**Excerpted text:**
....
Wednesday, February 23, 2011

Confessions of a Wounded Cowpoke


I have stated a few times in this blog that the period I like best in the western genre is the first half of the 19th century.  Part of it is that the tropes standard western (the sheriff, the saloon, the school marm, etc) have yet to be set.  Another attraction is that the frontiersman moving west did not always walk into the middle of the continent wide race war that described most of the cross-cultural interactions in the latter half of the century.  In history, Jim Bowie married into a Mexican family in Texas, and Sam Houston was married to a Cherokee woman.  In fiction, mountain man stories often reflect the reality of romantic entanglements between hunters and natives, perhaps best demonstrated when Boone finds peace and emotional solace with Teal Eye in The Big Sky.    Conflict and violence are always possible in these stories, but they are not inevitable.  Sometimes love, friendship, and family emerge.

What has put me in mind of this?  I live in New England, in a region that is not just white and black, but also almost equally made up of Puerto Rican, South Asian, and Eastern European immigrants.  I have spent most of the year so far getting ready for open heart surgery, and have spent the last week in recovery from that surgery.  Some of my doctors, nurses, and medical techs were from the United States, but others were from Poland, Russia, Puerto Rico, Mexico, Italy, Tanzania, Trinidad, India, and Japan.  I feel as if the world came together in the last few weeks to help me heal and get through this.  The western world that captures my imagination is one where such things are possible.  You never know what you will find across the next ridgeline, but there should always be the possibility of love, hope, and salvation.
....
**Data for review:**
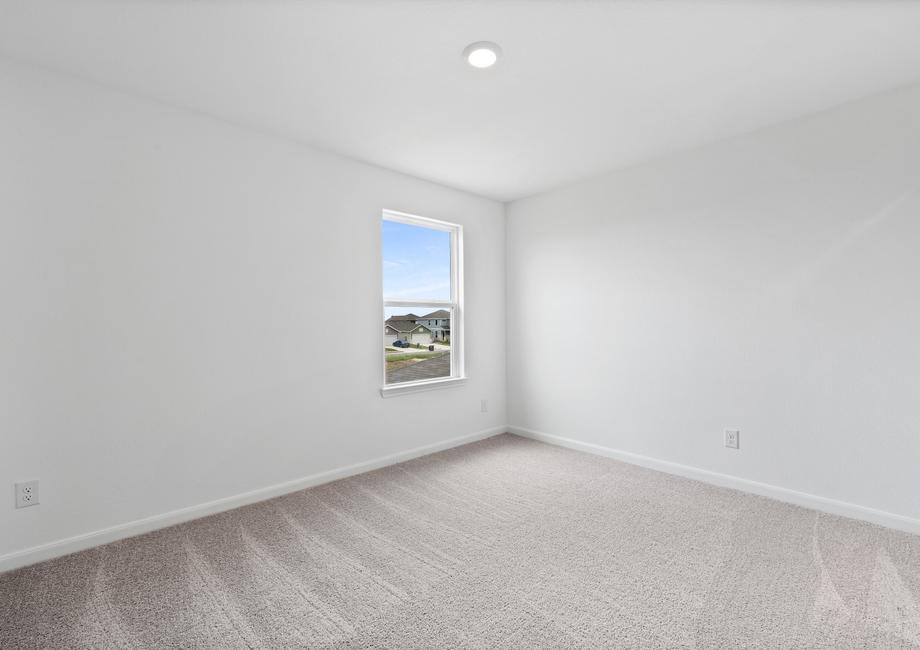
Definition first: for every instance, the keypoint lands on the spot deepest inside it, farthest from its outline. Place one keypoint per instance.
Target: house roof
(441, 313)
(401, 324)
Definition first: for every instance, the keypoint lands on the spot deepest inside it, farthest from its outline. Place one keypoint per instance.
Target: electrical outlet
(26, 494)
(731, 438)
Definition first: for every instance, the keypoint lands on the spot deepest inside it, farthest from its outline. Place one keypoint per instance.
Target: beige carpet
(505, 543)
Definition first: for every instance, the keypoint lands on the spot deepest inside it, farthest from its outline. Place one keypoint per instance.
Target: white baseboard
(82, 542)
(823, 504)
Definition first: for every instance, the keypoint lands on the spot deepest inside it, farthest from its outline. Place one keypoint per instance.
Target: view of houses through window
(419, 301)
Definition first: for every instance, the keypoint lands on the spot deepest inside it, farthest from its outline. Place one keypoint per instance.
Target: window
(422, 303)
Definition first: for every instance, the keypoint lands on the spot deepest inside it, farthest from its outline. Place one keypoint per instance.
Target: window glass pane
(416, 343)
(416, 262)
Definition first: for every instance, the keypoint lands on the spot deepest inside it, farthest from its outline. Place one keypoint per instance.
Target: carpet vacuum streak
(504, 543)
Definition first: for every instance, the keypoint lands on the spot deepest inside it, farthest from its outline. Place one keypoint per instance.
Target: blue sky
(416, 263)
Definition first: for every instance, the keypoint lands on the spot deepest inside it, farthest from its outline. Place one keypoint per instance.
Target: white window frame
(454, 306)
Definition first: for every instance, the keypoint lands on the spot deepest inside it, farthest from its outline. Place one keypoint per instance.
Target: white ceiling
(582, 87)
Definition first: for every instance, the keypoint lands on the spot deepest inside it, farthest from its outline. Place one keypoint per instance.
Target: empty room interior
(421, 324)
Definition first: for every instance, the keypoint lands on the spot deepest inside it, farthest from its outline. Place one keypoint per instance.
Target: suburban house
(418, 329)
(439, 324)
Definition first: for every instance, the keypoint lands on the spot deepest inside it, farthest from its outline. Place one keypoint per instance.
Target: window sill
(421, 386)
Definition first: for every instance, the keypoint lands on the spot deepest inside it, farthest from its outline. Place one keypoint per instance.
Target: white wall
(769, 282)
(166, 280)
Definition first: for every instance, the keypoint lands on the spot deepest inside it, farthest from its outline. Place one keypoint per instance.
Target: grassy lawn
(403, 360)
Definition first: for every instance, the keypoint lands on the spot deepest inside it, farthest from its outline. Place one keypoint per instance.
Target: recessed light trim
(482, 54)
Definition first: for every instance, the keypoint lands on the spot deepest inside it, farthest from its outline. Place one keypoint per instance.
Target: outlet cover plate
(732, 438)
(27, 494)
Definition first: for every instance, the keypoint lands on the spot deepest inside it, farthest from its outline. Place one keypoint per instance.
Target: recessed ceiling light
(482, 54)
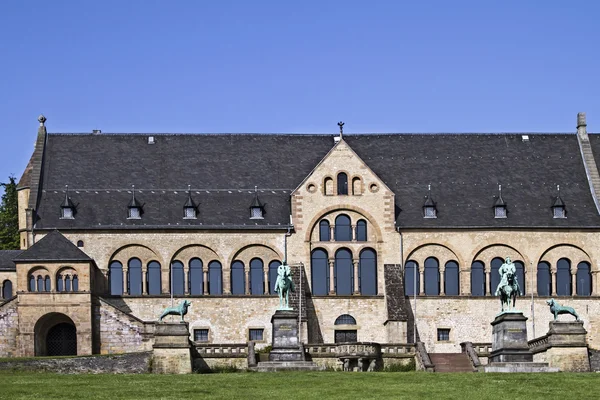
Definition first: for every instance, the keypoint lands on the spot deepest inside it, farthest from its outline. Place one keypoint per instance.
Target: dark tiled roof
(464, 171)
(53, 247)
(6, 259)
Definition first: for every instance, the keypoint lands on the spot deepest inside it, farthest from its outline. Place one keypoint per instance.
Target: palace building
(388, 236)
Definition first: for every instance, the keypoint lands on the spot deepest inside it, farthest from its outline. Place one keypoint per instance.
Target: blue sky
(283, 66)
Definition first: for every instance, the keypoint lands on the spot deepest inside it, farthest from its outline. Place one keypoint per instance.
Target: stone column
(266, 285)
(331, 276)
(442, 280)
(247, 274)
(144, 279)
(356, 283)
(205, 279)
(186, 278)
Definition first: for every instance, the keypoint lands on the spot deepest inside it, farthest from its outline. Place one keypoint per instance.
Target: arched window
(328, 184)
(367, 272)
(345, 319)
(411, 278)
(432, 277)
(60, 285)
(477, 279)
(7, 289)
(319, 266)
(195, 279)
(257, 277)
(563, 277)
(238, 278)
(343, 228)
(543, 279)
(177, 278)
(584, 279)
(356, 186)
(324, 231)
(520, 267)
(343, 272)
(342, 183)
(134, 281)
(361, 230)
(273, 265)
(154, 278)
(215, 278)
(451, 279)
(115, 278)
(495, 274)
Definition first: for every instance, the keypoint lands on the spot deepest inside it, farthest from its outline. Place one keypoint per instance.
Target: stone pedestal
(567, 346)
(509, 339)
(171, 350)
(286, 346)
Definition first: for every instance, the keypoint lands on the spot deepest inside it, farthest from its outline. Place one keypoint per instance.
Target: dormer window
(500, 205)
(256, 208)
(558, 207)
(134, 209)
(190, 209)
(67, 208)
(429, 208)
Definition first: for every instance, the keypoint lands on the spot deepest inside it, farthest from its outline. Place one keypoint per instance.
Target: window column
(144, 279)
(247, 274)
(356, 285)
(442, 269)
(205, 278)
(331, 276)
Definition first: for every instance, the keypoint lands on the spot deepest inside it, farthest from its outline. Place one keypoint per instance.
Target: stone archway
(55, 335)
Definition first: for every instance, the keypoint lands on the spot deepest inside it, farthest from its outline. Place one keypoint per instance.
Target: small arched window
....
**What to do:**
A: From the blog post, extract the part that opens with the words containing "What has put" and closes with "hope, and salvation.".
B: Check each statement against the blog post, answering yes or no and quoting the words that decide it: (i) The writer's favorite period of the western genre is the first half of the 19th century. (ii) All of the writer's doctors, nurses, and medical techs were from the United States. (iii) The writer lives in the American Southwest.

**Exercise responses:**
A:
What has put me in mind of this?  I live in New England, in a region that is not just white and black, but also almost equally made up of Puerto Rican, South Asian, and Eastern European immigrants.  I have spent most of the year so far getting ready for open heart surgery, and have spent the last week in recovery from that surgery.  Some of my doctors, nurses, and medical techs were from the United States, but others were from Poland, Russia, Puerto Rico, Mexico, Italy, Tanzania, Trinidad, India, and Japan.  I feel as if the world came together in the last few weeks to help me heal and get through this.  The western world that captures my imagination is one where such things are possible.  You never know what you will find across the next ridgeline, but there should always be the possibility of love, hope, and salvation.

B:
(i) Yes: "the period I like best in the western genre is the first half of the 19th century"
(ii) No: "Some of my doctors, nurses, and medical techs were from the United States, but others were from Poland, Russia, Puerto Rico, Mexico, Italy, Tanzania, Trinidad, India, and Japan"
(iii) No: "I live in New England"